Prompt:
Retype the data below word for word, omitting the pictures.

Coordinate annotation entries:
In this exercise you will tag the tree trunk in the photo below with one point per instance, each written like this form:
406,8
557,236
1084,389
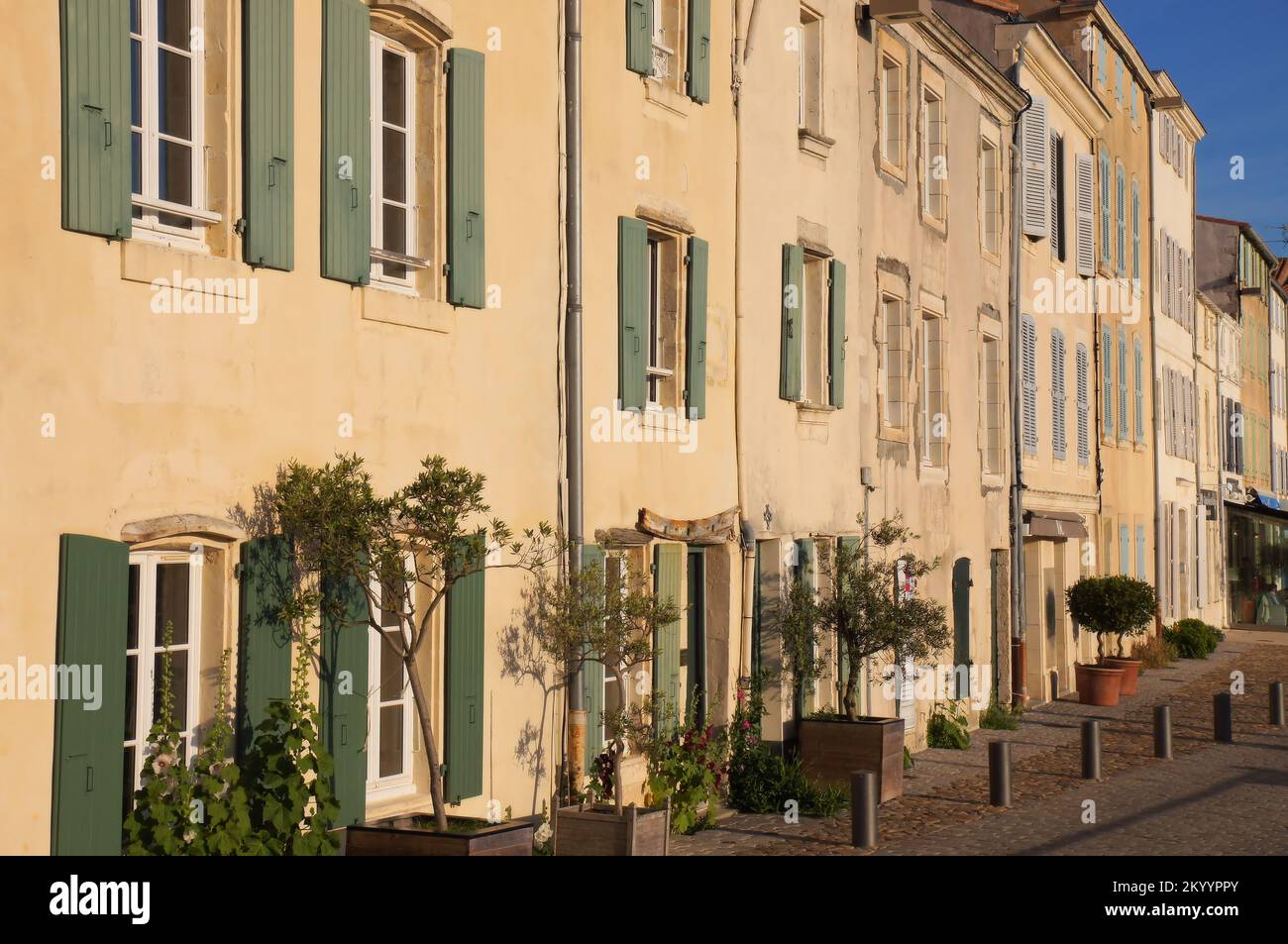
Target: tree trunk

The completed task:
In this exercise you will tag the tree trunk in the photo below with one point per instance, each written like this form:
406,8
557,236
1084,389
Target: tree trunk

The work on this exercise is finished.